§ **GOALS**:
**a.** Summarize the linguistic annotation text in two sentences.
**b.** Please pick up the linguistic annotation text after its final line and keep writing it.

§ **SOURCE EXCERPT**:
● ● ● ●

|
Linguistic Annotation
LAL (Linguistic Annotation Language)
Natural language texts contain many ambiguities which are difficult for
natural language processing systems to resolve properly. Some of these
ambiguities are not resolved due to the immaturity of NLP technologies, but
some can be resolved only by writers. Consider the following example:
a small computer company
There are two interpretations; one is "a company which produces small computers," and the other is "a small company which produces computers." If there are linguistic
annotations as shown below, then NLP programs can recognize the latter one is correct.
a small <seg>computer company</seg>
In this example, a segment between <seg> and </seg> is recognized as a unit (or a phrase).
We have developed an XML-based tag set called LAL (Linguistic Annotation Language) to annotate linguistic information. For instance, LAL has the following tags:
s ... specifies a scope of a sentence.
w ... specifies a signle word.
seg ... specifies a phrase.

● ● ● ●

§ **MATERIAL PROVIDED**:
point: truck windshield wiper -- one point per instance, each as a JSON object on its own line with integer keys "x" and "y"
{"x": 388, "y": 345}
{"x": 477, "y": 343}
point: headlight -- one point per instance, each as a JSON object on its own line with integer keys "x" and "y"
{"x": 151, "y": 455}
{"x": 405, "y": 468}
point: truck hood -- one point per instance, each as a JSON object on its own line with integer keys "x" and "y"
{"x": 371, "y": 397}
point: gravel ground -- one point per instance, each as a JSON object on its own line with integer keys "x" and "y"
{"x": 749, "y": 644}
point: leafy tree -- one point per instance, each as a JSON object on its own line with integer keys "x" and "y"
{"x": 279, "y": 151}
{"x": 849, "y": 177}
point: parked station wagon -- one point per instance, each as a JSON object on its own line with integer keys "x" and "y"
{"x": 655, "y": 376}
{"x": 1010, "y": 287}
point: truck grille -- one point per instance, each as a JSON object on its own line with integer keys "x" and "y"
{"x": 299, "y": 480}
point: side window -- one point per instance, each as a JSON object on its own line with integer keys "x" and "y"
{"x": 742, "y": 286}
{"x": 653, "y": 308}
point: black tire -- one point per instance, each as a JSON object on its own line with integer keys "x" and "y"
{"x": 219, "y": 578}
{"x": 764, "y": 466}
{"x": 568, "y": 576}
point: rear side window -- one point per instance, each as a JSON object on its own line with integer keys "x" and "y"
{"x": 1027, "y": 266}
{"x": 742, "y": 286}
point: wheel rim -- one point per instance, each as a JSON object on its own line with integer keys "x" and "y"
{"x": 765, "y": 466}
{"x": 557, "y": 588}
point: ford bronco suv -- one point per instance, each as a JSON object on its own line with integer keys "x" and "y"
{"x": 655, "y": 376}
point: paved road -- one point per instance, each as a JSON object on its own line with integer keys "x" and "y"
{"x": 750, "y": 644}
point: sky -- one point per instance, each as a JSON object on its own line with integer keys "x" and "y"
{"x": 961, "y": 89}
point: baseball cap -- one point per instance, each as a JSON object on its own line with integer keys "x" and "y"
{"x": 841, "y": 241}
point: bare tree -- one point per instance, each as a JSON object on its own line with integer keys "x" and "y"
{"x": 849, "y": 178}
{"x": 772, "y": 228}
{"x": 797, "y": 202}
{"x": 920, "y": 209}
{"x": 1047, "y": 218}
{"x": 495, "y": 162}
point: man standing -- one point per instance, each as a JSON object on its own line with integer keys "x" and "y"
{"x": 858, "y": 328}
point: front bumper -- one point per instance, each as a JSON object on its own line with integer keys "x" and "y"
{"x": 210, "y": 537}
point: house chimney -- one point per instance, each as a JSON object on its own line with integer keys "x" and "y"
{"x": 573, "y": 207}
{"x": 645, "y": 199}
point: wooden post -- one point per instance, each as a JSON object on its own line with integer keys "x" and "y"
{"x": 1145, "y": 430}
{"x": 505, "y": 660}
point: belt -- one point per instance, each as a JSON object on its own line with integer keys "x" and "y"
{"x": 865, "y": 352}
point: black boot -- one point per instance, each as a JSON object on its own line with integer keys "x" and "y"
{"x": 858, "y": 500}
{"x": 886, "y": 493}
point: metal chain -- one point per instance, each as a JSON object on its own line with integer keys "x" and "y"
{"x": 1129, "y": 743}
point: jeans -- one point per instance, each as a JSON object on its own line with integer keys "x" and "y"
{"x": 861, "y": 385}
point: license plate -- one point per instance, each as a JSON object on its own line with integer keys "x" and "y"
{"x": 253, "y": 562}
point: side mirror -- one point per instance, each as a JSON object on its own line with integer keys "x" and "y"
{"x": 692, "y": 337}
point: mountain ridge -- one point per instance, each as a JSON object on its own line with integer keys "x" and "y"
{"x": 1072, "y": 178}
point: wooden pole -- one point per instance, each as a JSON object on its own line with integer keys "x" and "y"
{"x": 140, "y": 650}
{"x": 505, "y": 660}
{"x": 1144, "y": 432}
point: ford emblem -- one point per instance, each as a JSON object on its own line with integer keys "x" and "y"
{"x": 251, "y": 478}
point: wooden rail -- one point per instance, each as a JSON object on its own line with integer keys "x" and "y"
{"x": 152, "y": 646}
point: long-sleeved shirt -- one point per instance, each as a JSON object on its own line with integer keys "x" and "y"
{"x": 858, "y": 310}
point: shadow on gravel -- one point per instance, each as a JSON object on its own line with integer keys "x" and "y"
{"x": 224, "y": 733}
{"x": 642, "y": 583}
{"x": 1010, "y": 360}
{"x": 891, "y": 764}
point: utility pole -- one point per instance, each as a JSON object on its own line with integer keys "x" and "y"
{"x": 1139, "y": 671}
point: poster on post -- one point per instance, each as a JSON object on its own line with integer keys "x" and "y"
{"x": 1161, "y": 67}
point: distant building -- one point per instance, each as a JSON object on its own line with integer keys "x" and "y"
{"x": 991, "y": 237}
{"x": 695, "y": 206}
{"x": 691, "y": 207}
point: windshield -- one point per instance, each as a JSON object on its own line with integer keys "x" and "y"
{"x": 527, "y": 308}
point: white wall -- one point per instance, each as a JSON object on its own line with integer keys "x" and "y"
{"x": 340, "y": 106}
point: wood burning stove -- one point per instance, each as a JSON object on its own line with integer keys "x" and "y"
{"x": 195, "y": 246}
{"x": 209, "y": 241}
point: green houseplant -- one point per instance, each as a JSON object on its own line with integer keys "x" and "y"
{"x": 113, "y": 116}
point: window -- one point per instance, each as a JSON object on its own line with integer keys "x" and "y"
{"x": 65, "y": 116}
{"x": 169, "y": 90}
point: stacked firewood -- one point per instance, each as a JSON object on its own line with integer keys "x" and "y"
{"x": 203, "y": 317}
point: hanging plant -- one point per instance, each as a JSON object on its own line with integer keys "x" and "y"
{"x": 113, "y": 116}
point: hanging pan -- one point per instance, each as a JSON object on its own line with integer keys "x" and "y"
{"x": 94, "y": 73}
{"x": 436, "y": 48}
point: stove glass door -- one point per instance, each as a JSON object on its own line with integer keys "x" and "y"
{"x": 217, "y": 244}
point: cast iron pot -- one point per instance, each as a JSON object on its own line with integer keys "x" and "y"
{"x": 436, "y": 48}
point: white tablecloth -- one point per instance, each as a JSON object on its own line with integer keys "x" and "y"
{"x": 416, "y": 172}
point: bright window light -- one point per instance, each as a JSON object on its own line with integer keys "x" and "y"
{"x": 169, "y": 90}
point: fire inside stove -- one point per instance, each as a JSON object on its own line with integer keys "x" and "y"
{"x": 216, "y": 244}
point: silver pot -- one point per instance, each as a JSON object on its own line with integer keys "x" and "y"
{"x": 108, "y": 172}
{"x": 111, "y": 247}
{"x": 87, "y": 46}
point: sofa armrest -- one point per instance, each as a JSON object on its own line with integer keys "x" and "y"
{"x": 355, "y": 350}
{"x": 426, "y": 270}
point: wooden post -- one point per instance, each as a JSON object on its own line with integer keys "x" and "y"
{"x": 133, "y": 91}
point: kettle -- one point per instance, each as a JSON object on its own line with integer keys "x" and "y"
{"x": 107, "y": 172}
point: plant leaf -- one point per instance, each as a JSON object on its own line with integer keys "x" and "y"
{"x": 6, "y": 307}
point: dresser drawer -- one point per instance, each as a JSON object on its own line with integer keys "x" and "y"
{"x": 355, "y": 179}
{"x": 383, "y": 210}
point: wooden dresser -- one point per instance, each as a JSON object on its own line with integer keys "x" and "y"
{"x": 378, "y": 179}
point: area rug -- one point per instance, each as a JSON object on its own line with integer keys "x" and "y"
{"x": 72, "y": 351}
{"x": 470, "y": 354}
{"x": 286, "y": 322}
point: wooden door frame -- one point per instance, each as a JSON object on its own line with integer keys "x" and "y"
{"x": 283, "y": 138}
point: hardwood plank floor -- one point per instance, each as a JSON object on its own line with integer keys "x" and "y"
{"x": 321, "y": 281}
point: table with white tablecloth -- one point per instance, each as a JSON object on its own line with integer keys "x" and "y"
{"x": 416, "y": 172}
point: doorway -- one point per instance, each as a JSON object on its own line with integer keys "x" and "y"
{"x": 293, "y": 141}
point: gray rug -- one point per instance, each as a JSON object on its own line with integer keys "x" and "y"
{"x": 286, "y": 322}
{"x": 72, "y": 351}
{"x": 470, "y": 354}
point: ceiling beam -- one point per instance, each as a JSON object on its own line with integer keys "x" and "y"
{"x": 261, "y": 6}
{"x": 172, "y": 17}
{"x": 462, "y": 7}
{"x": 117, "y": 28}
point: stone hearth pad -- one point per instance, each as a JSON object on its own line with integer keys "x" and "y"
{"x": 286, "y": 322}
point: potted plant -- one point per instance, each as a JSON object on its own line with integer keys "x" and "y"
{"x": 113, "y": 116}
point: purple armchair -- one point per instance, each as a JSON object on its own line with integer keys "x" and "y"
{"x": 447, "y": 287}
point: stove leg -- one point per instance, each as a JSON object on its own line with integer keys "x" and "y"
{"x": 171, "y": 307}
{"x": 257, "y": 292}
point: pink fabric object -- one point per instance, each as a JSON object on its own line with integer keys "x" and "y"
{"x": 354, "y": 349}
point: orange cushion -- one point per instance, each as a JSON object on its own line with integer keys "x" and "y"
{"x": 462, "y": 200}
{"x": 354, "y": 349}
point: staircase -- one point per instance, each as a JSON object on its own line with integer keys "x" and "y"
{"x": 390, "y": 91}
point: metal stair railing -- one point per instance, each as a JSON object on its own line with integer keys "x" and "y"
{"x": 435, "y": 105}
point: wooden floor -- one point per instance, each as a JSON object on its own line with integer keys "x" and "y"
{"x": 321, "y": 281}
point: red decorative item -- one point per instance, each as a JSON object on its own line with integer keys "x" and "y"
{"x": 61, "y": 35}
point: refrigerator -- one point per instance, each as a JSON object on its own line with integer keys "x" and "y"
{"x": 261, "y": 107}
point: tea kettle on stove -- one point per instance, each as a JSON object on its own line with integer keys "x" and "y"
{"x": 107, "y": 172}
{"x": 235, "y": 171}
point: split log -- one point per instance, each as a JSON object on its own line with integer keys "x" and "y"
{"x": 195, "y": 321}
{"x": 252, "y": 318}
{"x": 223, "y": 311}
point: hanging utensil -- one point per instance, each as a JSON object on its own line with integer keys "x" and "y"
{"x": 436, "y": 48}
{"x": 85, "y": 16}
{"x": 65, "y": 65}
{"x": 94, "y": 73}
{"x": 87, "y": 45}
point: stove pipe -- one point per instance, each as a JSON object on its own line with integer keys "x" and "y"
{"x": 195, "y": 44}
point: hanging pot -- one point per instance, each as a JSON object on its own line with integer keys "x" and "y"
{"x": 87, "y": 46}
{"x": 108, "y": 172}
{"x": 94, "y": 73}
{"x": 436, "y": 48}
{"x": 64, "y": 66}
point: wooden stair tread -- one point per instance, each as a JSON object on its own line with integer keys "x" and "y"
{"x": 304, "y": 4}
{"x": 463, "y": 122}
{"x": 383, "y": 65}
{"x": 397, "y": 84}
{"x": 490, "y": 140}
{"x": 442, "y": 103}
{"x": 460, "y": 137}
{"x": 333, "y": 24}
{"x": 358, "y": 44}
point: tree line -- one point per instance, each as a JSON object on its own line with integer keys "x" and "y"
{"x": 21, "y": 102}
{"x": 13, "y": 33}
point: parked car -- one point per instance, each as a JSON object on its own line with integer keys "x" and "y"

● ● ● ●

§ **RESPONSE LIST**:
**a.** Natural language texts contain ambiguities that NLP systems have trouble resolving, and some can be resolved only by writers, as with "a small computer company," which can mean a company that produces small computers or a small company that produces computers. Marking "computer company" as a unit with <seg> tags lets programs recognize the second reading, and LAL is an XML-based tag set developed for such annotation, with tags such as s for a sentence, w for a single word, and seg for a phrase.

**b.**
The following shows an example of LAL annotation.
IBM announced <lal:seg>a new computer system for children</lal:seg> with voice function.
In this sentence, the phrase "with voice function" may modify "children" or
"system" from the syntactic viewpoint. The seg tag specifies that phrase modifies
"system."
It is difficult and tough for end users to annotate these tags manually. Therefore,
we have developed a GUI-based LAL tagging editor for facilitate this annotation work.
If this annotation framework spreads worldwide and linguistic information is
annotated in many documents, we can expect that NLP poragms such as machine translation and automatic summarization will become much more beneficial to people.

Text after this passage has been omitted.